How many lines of the listing below contain the string "tree"? Tally them and reply with the number alone.

_EXERCISE MATERIAL_
========================================

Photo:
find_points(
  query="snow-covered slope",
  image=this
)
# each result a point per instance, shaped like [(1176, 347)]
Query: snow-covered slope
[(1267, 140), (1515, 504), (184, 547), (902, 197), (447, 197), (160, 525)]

========================================

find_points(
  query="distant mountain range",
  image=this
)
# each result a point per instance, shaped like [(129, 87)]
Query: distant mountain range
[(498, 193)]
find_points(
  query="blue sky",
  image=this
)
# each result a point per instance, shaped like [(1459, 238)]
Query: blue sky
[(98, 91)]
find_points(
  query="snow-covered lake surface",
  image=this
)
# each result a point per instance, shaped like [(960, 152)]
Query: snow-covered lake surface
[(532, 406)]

========================================

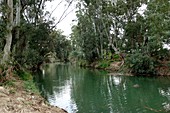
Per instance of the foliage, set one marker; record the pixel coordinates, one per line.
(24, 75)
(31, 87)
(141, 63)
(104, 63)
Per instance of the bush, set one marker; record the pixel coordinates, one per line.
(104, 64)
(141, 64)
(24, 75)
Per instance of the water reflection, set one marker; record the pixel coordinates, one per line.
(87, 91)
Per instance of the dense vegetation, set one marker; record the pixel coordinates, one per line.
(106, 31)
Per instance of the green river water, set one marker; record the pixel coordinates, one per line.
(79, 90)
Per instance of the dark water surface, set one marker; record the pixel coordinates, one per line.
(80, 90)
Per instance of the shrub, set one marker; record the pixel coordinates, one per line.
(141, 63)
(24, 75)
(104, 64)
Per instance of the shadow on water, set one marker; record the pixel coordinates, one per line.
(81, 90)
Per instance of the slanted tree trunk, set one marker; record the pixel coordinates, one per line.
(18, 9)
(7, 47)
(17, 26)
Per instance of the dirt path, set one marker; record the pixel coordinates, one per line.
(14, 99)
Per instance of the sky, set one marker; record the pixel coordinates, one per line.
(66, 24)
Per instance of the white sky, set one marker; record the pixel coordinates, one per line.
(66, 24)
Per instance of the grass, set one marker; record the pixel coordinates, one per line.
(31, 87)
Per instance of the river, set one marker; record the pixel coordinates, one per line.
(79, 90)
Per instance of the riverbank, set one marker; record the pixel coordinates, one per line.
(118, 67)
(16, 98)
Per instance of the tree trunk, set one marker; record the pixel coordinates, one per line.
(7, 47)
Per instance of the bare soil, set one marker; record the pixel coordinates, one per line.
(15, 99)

========================================

_SOLUTION FOR THIS EXERCISE_
2